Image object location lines
-- BEGIN --

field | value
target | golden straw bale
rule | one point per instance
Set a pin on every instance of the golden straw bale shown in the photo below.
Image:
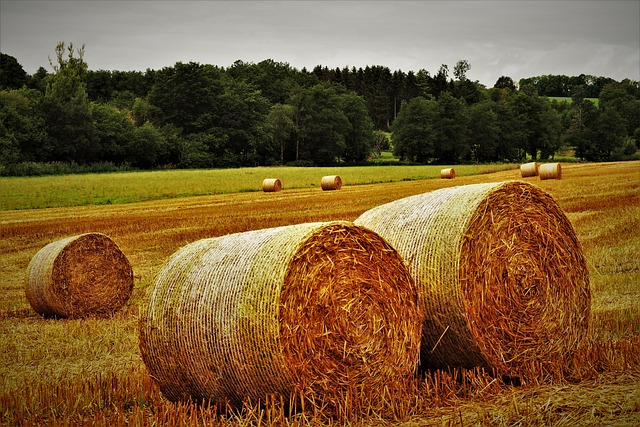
(529, 169)
(447, 173)
(331, 182)
(550, 171)
(503, 276)
(311, 309)
(270, 185)
(79, 276)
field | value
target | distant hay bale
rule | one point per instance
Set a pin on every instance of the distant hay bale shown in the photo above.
(79, 276)
(529, 169)
(312, 308)
(271, 185)
(504, 279)
(331, 182)
(550, 171)
(447, 173)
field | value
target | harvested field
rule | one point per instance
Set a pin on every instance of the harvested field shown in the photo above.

-- END --

Exercise details =
Copy the lines above word for word, leaving out the pictures.

Solution to this task =
field | value
target | golden straw bale
rule | one point per instance
Set a pin on every instance of the golden straw bale shown in the photo below.
Image:
(529, 169)
(447, 173)
(331, 182)
(550, 171)
(503, 276)
(311, 309)
(270, 185)
(79, 276)
field | value
target | distant hay bale
rule | one point per instance
Set a pin on every instance of the distant hay bale shown in the photo above.
(79, 276)
(529, 169)
(312, 308)
(271, 185)
(504, 279)
(331, 182)
(550, 171)
(447, 173)
field | value
target | harvested field
rule | one point per instance
Set a pin on every instance of the harvested field shown in the photo above.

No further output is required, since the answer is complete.